What needs to be done. Scan the data below and report how many lines include the word "collar". Nothing else is wanted.

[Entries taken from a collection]
□ □ □ □ □

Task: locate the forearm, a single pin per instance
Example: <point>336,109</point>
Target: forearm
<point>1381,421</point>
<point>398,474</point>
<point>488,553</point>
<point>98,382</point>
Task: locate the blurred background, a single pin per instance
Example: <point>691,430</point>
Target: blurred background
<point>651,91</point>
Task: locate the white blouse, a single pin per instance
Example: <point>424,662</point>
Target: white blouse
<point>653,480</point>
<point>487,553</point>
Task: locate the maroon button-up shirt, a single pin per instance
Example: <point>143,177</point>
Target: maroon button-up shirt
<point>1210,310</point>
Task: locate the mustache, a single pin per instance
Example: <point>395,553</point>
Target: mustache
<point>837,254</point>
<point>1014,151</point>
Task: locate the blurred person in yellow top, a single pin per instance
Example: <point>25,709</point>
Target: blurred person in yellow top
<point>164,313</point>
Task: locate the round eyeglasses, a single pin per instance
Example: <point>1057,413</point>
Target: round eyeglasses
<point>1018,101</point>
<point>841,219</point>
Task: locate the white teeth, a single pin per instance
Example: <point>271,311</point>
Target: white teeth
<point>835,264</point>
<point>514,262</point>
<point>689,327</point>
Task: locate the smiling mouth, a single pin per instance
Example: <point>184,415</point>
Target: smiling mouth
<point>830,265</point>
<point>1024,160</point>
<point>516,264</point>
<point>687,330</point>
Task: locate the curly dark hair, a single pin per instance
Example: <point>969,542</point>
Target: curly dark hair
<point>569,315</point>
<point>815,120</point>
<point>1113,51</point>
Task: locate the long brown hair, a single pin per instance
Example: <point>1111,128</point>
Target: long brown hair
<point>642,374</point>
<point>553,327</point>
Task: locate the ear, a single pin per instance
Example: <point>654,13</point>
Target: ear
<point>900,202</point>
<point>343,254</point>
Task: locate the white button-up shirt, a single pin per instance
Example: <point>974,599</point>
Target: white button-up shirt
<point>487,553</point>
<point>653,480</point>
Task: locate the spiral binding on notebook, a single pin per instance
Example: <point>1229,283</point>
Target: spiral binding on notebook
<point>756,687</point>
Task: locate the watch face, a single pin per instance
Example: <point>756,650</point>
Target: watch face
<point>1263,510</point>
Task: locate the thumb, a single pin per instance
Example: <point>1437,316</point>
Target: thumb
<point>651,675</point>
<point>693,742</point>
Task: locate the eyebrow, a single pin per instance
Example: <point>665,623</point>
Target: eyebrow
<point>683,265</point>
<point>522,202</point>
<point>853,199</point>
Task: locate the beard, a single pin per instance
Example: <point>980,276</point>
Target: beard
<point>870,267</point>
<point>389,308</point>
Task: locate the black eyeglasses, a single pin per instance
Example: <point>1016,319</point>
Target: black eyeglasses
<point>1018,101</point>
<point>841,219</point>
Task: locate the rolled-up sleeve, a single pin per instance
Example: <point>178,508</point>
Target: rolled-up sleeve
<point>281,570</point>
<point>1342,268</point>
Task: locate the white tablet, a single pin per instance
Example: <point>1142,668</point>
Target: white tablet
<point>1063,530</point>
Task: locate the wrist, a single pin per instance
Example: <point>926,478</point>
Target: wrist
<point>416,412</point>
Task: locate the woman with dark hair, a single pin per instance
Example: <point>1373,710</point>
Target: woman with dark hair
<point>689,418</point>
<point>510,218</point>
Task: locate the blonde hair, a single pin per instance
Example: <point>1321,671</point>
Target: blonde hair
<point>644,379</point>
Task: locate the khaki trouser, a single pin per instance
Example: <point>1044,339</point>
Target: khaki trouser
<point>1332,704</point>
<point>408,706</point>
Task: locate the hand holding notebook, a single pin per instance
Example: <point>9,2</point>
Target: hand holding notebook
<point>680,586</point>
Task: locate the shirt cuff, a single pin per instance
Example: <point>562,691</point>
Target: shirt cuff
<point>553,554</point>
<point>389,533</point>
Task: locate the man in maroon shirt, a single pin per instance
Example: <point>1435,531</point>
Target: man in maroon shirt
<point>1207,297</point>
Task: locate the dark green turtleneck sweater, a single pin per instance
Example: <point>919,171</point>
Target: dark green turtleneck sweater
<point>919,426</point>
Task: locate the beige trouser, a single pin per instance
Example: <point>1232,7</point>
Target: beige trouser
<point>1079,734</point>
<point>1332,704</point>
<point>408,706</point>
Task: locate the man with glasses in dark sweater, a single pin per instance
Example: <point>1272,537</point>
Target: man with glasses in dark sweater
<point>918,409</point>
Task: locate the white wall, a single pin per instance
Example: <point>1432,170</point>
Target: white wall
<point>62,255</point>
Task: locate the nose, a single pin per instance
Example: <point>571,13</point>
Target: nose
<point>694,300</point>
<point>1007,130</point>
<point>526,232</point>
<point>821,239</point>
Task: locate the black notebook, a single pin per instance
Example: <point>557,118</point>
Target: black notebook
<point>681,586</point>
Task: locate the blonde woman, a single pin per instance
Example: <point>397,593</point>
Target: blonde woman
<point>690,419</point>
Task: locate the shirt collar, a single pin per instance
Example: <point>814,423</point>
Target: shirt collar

□ □ □ □ □

Your solution. 2